• **Task directions**:
Write out the data below exactly as given, without any of its pictures.
- - - - -
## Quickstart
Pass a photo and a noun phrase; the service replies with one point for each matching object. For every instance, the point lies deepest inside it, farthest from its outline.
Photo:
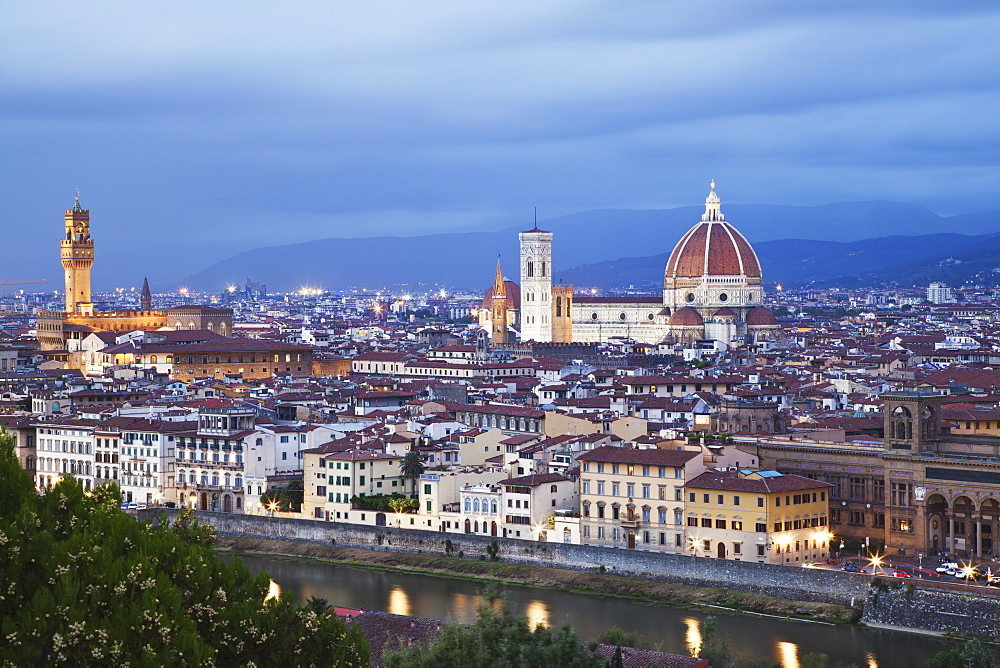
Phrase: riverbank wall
(933, 610)
(792, 583)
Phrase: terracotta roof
(535, 480)
(618, 455)
(733, 481)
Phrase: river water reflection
(673, 630)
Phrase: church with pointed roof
(712, 291)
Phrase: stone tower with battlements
(77, 253)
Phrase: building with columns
(920, 489)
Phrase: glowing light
(399, 601)
(693, 635)
(789, 654)
(537, 613)
(273, 591)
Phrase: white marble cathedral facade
(712, 289)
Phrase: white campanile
(536, 285)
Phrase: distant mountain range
(608, 248)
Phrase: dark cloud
(196, 130)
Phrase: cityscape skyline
(345, 121)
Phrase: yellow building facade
(761, 516)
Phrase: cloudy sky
(198, 129)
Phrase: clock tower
(77, 253)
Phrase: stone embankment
(796, 584)
(915, 608)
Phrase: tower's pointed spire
(146, 297)
(499, 289)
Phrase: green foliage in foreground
(83, 583)
(498, 638)
(973, 654)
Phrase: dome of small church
(513, 296)
(713, 247)
(761, 317)
(686, 317)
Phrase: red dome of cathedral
(686, 317)
(761, 317)
(513, 296)
(713, 247)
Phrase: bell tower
(77, 253)
(912, 421)
(536, 285)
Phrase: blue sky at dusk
(195, 130)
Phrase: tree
(85, 583)
(973, 654)
(498, 638)
(411, 467)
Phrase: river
(675, 630)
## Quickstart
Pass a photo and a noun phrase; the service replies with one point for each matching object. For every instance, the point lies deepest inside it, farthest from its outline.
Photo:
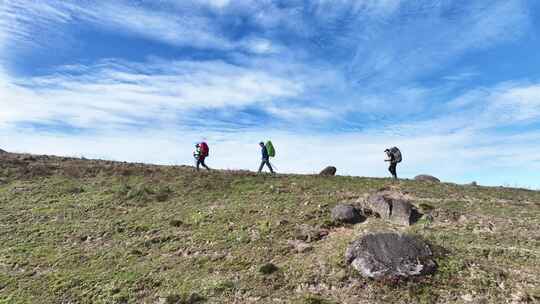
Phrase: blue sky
(455, 84)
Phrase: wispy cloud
(117, 92)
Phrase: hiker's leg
(269, 166)
(393, 170)
(204, 164)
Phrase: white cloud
(116, 93)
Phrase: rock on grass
(268, 268)
(390, 255)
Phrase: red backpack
(204, 149)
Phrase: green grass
(78, 231)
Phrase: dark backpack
(396, 153)
(205, 151)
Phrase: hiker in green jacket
(200, 155)
(265, 158)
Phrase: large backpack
(397, 154)
(205, 151)
(270, 149)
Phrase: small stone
(427, 178)
(328, 171)
(268, 268)
(299, 246)
(467, 298)
(346, 213)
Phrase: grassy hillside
(81, 231)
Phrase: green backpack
(270, 149)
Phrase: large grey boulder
(390, 255)
(328, 171)
(391, 207)
(427, 178)
(346, 213)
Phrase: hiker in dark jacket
(265, 158)
(199, 157)
(393, 163)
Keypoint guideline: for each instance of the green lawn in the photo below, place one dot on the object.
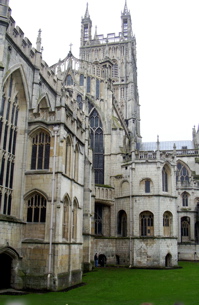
(111, 286)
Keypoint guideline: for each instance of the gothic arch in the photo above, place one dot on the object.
(43, 101)
(18, 68)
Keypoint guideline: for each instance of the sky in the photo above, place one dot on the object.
(167, 35)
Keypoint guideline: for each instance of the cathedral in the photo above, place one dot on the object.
(76, 178)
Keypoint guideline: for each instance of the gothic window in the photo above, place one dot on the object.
(98, 219)
(68, 159)
(40, 151)
(65, 226)
(182, 174)
(125, 27)
(147, 186)
(96, 135)
(69, 80)
(79, 101)
(97, 88)
(76, 165)
(167, 223)
(36, 208)
(115, 70)
(85, 32)
(164, 180)
(185, 229)
(88, 84)
(74, 220)
(146, 224)
(122, 223)
(81, 80)
(185, 197)
(8, 136)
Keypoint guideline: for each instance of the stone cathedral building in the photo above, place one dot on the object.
(76, 177)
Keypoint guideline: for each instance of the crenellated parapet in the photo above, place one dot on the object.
(33, 56)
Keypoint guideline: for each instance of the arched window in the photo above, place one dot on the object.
(167, 224)
(182, 174)
(185, 229)
(164, 180)
(79, 101)
(97, 88)
(97, 145)
(98, 219)
(74, 220)
(68, 160)
(81, 80)
(65, 226)
(9, 112)
(69, 80)
(122, 223)
(76, 165)
(185, 197)
(36, 209)
(40, 151)
(146, 224)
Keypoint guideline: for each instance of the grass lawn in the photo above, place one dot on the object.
(111, 286)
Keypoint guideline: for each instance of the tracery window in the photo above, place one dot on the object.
- - - - -
• **Solution below**:
## Quickstart
Pass a photo and a noun phrase; the service replies with one point for each matching object. For every instance, the point lies deepest inside it, farthest from its outline.
Photo:
Phrase: riverbank wall
(933, 610)
(792, 583)
Phrase: terracotta roof
(535, 480)
(618, 455)
(733, 481)
Phrase: river water reflection
(673, 630)
Phrase: church with pointed roof
(712, 291)
Phrase: stone tower with battlements
(77, 253)
Phrase: building with columns
(920, 489)
Phrase: glowing light
(399, 601)
(693, 635)
(789, 654)
(537, 613)
(273, 591)
Phrase: white marble cathedral facade
(712, 289)
Phrase: white campanile
(536, 285)
Phrase: distant mountain range
(608, 248)
Phrase: dark cloud
(196, 130)
Phrase: cityscape skyline
(345, 121)
Phrase: yellow building facade
(761, 516)
Phrase: cloudy sky
(198, 129)
Phrase: clock tower
(77, 253)
Phrase: stone embankment
(796, 584)
(915, 608)
Phrase: tower's pointed spire
(146, 297)
(499, 289)
Phrase: green foliage in foreground
(83, 583)
(498, 638)
(973, 654)
Phrase: dome of small church
(513, 296)
(713, 247)
(761, 317)
(686, 317)
Phrase: red dome of cathedral
(686, 317)
(761, 317)
(513, 296)
(713, 247)
Phrase: bell tower
(77, 253)
(912, 421)
(536, 285)
Phrase: blue sky at dusk
(195, 130)
Phrase: tree
(85, 583)
(973, 654)
(498, 638)
(411, 467)
Phrase: river
(675, 630)
## Quickstart
Pass a photo and a noun phrase; the service replies with one point for each matching object. For every instance, the point lies deepest inside it, farthest from its outline.
Photo:
Phrase: blue sky
(455, 84)
Phrase: wispy cloud
(117, 92)
Phrase: hiker's leg
(269, 166)
(393, 170)
(204, 164)
Phrase: white cloud
(116, 93)
Phrase: rock on grass
(268, 268)
(390, 255)
Phrase: red backpack
(204, 149)
Phrase: green grass
(78, 231)
Phrase: dark backpack
(396, 153)
(205, 151)
Phrase: hiker in green jacket
(200, 155)
(265, 158)
Phrase: large backpack
(397, 154)
(205, 151)
(270, 149)
Phrase: small stone
(427, 178)
(328, 171)
(268, 268)
(299, 246)
(467, 298)
(346, 213)
Phrase: grassy hillside
(81, 231)
Phrase: green backpack
(270, 149)
Phrase: large grey boulder
(390, 255)
(328, 171)
(391, 207)
(427, 178)
(346, 213)
Phrase: hiker in dark jacket
(265, 158)
(199, 157)
(393, 163)
Keypoint guideline: for each instance of the green lawn in the photo below, place one dot on the object.
(111, 286)
Keypoint guideline: for each instance of the gothic arch in the photo above, place one dot on the object.
(43, 101)
(18, 68)
Keypoint guideline: for each instance of the sky in the photo above, place one dot on the object.
(167, 35)
Keypoint guideline: for each instance of the cathedral in the photo above, place one dot on the object.
(76, 178)
Keypoint guideline: for each instance of the gothic window in the photo above, place one dot on the object.
(98, 219)
(68, 159)
(40, 151)
(65, 226)
(182, 174)
(125, 27)
(147, 186)
(96, 135)
(69, 80)
(79, 101)
(97, 88)
(76, 165)
(167, 223)
(36, 208)
(115, 70)
(85, 32)
(164, 180)
(185, 229)
(88, 84)
(74, 220)
(146, 224)
(122, 223)
(81, 80)
(185, 197)
(8, 136)
Keypoint guideline: for each instance of the stone cathedral building in the photo above, place one dot on the object.
(76, 177)
Keypoint guideline: for each instance of the crenellated parapet in the photo above, place one dot on the object.
(33, 56)
Keypoint guideline: for each instance of the arched window in the photo above, place one dot on the object.
(167, 224)
(182, 174)
(185, 229)
(164, 180)
(79, 101)
(97, 88)
(97, 145)
(98, 219)
(74, 220)
(68, 160)
(81, 80)
(65, 226)
(9, 112)
(69, 80)
(122, 223)
(76, 165)
(185, 197)
(36, 209)
(40, 151)
(146, 224)
Keypoint guideline: for each instance of the grass lawn in the photo above, place one dot on the object.
(111, 286)
Keypoint guideline: for each instance of the tracery window in the photo above, place one dot on the object.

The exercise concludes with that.